→ Work required
Each record must be repeated exactly as it stands.
-------- Supplied records
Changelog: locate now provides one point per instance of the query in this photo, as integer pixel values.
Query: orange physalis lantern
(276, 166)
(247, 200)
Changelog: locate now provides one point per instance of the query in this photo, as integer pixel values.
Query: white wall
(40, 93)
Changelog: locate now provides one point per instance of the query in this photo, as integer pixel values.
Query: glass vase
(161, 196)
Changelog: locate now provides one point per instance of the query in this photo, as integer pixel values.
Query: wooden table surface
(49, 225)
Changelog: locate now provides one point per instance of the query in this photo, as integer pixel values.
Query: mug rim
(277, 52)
----------------
→ Output for this exercise
Changelog: locate now provides one point per instance of the query in this photo, as integer pixel values.
Query: orange physalis lantern
(276, 166)
(247, 200)
Changelog: locate now provides one point per instance of the query in this photo, as integer pixel values.
Query: white wall
(40, 93)
Changelog: locate now provides one point per instance of the query in this photo, as integer pixel values.
Query: glass vase
(161, 196)
Changelog: locate now provides one point per instance of the query in this photo, as integer pixel values.
Query: wooden table surface
(49, 225)
Changelog: locate now provides one point per instance of the query in this photo, as integer pixel values.
Query: mug rim
(277, 52)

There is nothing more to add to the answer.